* begin *

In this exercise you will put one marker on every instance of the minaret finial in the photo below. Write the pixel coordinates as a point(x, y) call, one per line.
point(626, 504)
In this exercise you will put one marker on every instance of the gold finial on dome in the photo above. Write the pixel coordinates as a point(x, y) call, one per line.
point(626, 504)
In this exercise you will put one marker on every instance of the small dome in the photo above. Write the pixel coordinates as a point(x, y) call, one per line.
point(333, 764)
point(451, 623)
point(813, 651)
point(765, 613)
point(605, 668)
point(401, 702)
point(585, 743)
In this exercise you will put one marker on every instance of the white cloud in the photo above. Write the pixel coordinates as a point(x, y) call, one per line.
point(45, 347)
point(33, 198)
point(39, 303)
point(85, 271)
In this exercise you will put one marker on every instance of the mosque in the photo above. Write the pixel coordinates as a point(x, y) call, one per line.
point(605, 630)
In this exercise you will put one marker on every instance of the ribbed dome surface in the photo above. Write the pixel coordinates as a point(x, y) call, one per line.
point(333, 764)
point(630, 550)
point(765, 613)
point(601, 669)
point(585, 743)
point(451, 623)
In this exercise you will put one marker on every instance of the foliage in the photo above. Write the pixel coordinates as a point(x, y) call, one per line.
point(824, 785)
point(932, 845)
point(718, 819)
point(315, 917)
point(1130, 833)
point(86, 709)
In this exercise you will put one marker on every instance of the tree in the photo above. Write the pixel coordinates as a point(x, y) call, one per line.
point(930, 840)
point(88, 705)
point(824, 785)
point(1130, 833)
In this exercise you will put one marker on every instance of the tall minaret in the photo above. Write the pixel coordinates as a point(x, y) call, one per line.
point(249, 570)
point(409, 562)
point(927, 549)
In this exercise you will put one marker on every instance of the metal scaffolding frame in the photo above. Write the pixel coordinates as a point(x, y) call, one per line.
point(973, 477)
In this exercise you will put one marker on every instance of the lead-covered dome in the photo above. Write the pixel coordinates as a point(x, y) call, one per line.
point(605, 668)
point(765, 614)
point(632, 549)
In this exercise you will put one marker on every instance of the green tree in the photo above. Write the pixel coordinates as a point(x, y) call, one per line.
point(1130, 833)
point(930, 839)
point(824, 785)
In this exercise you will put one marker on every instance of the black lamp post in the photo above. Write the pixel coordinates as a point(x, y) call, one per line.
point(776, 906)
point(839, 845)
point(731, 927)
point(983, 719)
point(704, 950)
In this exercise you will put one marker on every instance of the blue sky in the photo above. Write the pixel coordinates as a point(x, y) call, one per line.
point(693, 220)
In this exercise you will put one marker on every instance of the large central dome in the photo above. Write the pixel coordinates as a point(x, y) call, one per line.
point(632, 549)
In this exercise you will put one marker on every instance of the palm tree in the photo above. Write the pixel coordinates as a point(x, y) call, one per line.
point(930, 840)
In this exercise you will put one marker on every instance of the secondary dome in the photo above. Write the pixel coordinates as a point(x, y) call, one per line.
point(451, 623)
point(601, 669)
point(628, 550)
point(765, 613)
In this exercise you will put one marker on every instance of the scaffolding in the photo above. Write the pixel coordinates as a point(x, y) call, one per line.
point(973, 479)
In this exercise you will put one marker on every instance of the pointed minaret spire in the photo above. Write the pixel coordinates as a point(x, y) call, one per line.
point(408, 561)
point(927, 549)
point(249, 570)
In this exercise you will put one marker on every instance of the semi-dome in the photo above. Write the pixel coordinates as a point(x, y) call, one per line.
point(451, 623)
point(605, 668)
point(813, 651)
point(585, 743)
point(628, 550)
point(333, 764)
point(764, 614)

* end *

• **What is required**
Copy out every one of the records above, putting "pin" wherever "marker" appears and keeping everything else the same.

• **Full solution**
In this exercise you will put one pin on every instance of the minaret finial in the photo below. Write the pixel coordinates as a point(x, y) call, one per line.
point(626, 504)
In this exercise you will put one pin on every instance of the gold finial on dome in the photo above. Write the pixel coordinates as a point(x, y) call, one per line.
point(626, 504)
In this exercise you will put one pin on every instance of the small dome in the photo above. Write the pixel coordinates as a point(x, y) call, one per line.
point(333, 764)
point(451, 623)
point(813, 651)
point(765, 613)
point(605, 668)
point(401, 702)
point(585, 743)
In this exercise you will put one pin on every instance of the white cloud in the photo above. Write the pixel coordinates as a point(x, y) call, one per line.
point(45, 347)
point(33, 198)
point(39, 303)
point(85, 271)
In this exercise you will put one pin on every instance of the mosque in the photo above. Write the pixel coordinates as a point(x, y) call, one per line.
point(605, 630)
In this exercise you will put one pin on every instance of the ribbed dome surface in the photo above. Write the pixel coordinates as a point(x, y) call, one per line.
point(333, 764)
point(630, 550)
point(765, 613)
point(601, 669)
point(585, 743)
point(451, 623)
In this exercise you will put one pin on every instance of the foliage in the photo above. Write the pixel coordinates as a point(x, y) call, one per line.
point(824, 785)
point(932, 845)
point(718, 819)
point(315, 917)
point(1130, 833)
point(86, 709)
In this exercise you will put one pin on every instance of the tree in the photo above. Write the pixel coordinates as a point(x, y) call, one per line.
point(930, 840)
point(88, 705)
point(824, 785)
point(1130, 833)
In this exercise you will put one pin on every instance of the tall minaret in the photo above. Write the pixel coordinates as a point(x, y) call, one per line.
point(249, 570)
point(409, 562)
point(927, 549)
In this exercise you will put one pin on every instance of the metal scaffolding frame in the photo above. Write the pixel coordinates as a point(x, y) call, one per line.
point(973, 477)
In this exercise you will put one pin on every instance of the lead-covered dome in the photo above. Write the pixel coordinates as a point(x, y) call, one per line.
point(605, 668)
point(765, 614)
point(632, 549)
In this exercise you will put one pin on every instance of the green tree in the photo above. Write the pixel coordinates as a point(x, y) call, one per line.
point(1130, 833)
point(930, 839)
point(824, 785)
In this exercise you will put one pin on every instance of the black lamp post in the photo above. Write the pixel coordinates as a point(x, y) call, one per line.
point(776, 906)
point(839, 845)
point(731, 927)
point(983, 719)
point(704, 950)
In this exercise you will put one pin on every instance of the blue sky in the photo above. Write the pixel coordinates as a point(x, y) call, one per line.
point(693, 220)
In this exercise you will put one pin on every instance of the large central dome in the photo above. Write the pixel coordinates as a point(x, y) call, one per line.
point(632, 549)
In this exercise you will put one pin on every instance of the palm tree in the photo above. Write the pixel coordinates as a point(x, y) call, one per line.
point(930, 840)
In this exercise you will put one pin on every instance of the secondary dome in the photo above. Write the pixel coordinates as a point(x, y) call, one per line.
point(451, 623)
point(601, 669)
point(628, 550)
point(765, 613)
In this exercise you will put one pin on every instance of the scaffolding in the photo above. Write the pixel coordinates as a point(x, y) call, one per line.
point(973, 479)
In this exercise you will put one pin on every instance of the pointed minaret spire in the photo above. Write the pixel coordinates as a point(x, y) call, one per line.
point(408, 561)
point(927, 549)
point(249, 570)
In this exercise you will put one pin on every instance of the semi-dome in the photo above. Write the pixel coordinates as a point(x, y) call, one per line.
point(451, 623)
point(605, 668)
point(813, 651)
point(585, 743)
point(628, 550)
point(333, 764)
point(764, 614)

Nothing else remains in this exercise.